%%
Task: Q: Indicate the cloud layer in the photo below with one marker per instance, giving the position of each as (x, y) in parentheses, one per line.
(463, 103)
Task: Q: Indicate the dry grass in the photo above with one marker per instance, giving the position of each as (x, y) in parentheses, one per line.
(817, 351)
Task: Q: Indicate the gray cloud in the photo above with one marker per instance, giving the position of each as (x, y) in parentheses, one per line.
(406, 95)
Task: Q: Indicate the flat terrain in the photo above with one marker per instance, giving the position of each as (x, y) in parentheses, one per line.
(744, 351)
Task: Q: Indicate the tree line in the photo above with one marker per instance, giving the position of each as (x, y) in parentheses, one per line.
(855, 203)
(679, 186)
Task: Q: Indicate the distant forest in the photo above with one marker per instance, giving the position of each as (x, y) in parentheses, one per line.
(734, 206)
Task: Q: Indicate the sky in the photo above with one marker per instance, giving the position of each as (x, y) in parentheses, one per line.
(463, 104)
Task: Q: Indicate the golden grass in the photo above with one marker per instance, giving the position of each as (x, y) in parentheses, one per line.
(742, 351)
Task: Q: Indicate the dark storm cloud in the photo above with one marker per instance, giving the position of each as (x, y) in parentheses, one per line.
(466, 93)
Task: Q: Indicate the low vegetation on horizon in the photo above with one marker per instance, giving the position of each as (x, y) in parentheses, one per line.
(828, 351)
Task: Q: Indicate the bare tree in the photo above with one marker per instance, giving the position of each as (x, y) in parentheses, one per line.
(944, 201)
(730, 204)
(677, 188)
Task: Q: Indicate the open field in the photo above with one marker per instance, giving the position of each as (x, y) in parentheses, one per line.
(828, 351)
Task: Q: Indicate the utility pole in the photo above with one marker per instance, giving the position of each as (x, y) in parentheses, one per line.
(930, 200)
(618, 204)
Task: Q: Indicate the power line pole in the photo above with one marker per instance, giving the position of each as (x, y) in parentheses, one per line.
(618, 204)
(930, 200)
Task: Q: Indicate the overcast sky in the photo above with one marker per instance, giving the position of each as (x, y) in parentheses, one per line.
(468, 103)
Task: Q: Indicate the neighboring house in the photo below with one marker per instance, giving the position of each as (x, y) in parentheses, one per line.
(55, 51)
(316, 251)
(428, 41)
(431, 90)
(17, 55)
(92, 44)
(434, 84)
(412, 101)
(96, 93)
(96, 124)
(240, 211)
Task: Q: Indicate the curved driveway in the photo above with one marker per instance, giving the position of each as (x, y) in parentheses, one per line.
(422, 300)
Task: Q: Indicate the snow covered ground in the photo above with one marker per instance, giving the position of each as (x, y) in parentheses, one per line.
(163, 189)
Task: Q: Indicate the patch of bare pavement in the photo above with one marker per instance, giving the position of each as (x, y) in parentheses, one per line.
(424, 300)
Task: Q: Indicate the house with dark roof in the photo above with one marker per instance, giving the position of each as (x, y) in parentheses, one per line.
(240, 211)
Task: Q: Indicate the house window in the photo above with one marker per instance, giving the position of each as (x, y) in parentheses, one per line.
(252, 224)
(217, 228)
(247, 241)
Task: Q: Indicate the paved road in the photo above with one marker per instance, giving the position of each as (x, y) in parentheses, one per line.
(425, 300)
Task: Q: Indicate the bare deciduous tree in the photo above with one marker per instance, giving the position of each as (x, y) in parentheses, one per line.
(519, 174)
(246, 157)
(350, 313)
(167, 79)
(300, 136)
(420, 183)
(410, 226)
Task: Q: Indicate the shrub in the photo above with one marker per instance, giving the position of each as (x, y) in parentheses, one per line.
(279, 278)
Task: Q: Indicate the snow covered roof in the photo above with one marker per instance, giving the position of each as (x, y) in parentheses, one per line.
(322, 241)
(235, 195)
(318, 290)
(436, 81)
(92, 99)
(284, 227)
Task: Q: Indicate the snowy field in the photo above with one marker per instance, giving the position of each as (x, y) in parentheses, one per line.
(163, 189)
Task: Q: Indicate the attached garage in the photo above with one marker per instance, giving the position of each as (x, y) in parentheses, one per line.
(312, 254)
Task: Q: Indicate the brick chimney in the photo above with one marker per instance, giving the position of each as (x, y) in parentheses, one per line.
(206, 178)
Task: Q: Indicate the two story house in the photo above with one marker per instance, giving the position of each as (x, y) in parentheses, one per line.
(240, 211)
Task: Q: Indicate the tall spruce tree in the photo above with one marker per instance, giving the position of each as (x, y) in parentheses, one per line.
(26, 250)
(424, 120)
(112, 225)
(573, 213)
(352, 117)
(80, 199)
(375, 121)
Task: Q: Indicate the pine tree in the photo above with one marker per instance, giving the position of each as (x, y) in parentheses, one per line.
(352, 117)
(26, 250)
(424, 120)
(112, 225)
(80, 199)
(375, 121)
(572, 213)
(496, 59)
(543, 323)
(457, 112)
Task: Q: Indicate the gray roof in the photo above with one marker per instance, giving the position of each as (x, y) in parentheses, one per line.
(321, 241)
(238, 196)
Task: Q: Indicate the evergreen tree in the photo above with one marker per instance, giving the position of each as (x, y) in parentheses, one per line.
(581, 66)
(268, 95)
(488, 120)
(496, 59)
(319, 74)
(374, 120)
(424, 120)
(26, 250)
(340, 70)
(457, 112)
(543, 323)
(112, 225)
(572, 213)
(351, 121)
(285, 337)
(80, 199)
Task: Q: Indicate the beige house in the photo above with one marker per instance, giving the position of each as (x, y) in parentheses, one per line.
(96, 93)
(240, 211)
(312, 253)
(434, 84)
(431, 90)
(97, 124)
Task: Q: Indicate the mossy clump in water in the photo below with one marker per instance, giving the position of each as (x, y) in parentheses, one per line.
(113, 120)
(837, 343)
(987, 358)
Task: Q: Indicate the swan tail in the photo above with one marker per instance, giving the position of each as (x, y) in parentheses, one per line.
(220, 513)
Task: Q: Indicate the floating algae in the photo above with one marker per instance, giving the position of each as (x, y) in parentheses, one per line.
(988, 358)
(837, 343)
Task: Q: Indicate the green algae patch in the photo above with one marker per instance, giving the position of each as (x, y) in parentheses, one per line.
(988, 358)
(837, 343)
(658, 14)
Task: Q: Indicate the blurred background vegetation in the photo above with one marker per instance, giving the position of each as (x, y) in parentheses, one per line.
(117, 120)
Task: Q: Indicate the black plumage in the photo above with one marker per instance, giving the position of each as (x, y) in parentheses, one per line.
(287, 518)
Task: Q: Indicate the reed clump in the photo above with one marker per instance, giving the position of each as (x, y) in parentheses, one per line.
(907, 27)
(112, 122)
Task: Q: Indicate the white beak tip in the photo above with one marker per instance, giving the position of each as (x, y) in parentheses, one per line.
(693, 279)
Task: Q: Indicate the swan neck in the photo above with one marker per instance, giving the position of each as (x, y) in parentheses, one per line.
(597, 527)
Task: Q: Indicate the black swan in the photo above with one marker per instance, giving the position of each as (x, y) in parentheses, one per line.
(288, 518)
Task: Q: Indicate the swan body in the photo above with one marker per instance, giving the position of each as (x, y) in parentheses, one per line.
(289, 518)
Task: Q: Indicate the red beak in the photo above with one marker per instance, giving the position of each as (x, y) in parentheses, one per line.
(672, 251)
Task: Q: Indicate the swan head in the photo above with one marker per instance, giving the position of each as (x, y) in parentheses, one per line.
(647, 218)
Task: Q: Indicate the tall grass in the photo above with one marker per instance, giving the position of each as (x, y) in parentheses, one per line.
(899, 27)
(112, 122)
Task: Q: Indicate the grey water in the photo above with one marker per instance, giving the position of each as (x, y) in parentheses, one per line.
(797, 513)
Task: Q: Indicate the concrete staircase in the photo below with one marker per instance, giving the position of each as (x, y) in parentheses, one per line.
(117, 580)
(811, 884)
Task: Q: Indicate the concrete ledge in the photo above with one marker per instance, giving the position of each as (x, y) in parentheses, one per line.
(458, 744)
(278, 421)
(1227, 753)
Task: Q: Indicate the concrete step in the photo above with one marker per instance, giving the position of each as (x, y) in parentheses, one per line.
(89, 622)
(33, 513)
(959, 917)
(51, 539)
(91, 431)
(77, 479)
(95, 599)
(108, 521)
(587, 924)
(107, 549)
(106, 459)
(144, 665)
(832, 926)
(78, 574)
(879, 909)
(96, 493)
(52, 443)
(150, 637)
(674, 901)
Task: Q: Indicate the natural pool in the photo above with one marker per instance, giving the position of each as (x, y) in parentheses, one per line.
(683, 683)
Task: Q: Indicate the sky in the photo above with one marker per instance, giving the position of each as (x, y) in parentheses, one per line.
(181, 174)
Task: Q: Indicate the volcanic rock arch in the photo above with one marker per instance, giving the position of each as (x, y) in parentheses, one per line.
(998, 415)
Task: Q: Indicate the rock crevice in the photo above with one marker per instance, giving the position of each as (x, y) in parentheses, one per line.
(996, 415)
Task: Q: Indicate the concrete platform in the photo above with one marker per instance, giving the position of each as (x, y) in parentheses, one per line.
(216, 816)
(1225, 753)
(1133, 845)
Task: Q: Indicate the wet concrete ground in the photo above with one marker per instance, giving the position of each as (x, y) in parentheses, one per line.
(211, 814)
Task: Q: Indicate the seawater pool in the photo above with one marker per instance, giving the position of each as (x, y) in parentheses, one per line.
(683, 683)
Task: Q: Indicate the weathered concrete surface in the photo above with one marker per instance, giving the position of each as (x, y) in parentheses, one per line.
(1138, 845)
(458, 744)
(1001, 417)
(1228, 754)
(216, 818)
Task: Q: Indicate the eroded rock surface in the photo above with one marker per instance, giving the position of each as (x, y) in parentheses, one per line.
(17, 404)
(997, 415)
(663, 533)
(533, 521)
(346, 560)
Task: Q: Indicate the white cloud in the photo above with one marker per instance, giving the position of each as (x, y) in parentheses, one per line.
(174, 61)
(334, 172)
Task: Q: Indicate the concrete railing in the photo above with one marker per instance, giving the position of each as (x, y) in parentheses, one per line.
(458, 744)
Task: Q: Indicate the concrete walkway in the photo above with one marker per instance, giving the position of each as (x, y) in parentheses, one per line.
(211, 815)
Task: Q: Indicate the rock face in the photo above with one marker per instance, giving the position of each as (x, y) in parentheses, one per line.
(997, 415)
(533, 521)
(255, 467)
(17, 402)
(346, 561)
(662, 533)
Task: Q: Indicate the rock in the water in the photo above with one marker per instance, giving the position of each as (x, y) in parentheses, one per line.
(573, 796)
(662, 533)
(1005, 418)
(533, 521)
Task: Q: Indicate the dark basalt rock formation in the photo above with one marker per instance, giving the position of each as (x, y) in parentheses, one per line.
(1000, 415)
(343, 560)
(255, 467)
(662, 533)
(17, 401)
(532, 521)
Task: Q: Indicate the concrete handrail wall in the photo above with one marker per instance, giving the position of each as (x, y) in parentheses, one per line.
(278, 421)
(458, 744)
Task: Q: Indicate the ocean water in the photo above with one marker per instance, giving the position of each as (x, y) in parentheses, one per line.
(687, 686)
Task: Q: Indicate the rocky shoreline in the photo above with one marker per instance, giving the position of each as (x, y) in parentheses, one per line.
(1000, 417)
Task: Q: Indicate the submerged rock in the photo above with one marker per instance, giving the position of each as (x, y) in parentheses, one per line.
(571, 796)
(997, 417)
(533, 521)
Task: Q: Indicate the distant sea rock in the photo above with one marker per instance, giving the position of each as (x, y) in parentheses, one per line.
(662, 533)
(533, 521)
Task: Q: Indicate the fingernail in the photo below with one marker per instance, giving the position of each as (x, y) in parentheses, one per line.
%%
Rewrite the items starting at the line containing "Task: Q: Indicate the rock face" and ending with the last item, putting "pin" wherever "marker" appears and leaving everything else as it is.

Answer to this task:
Task: Q: Indicate the rock face in the photo above with one pin per instance, giving the position of each as (x, y) in parentheses, one per line.
(997, 415)
(533, 521)
(255, 467)
(17, 402)
(346, 561)
(662, 533)
Task: Q: Indicate the rock in the water in the photo above with one pin per instance, giving the position of each as (x, y) in parentheses, one per line.
(573, 796)
(662, 533)
(1005, 418)
(533, 521)
Task: Q: Indicate the dark basalt rock formation in the photo above with one pin per instance, giving the position of each as (x, y) in parentheses, one per line.
(1000, 415)
(343, 560)
(255, 467)
(662, 533)
(17, 401)
(532, 521)
Task: Q: Indicate the concrete handrail wall in the photo above with one pin per instance, giving the position of each as (x, y) in parentheses, one per line.
(278, 421)
(458, 744)
Task: Q: Indicate the ocean water in the photo above with one pin per instance, giving the position of each as (x, y) in parentheses, one per line.
(687, 686)
Task: Q: Indicate the rocky shoreline in the photo above with one pin per instance, giving the position of each as (x, y) in parentheses, one per line.
(1000, 417)
Task: Q: Indicate the submerged rock in the photo above with one pin per instance, giving the position of each as (x, y) in parentheses, one per line.
(571, 796)
(997, 417)
(533, 521)
Task: Q: Indicate the distant sea rock in the photo above with one pin per instance, giving the position of each as (x, y) in parentheses, one per line.
(662, 533)
(533, 521)
Task: Q: Indicate the fingernail in the photo below with one pin per instance, giving the position of each as (x, y) in parentheses, one per line.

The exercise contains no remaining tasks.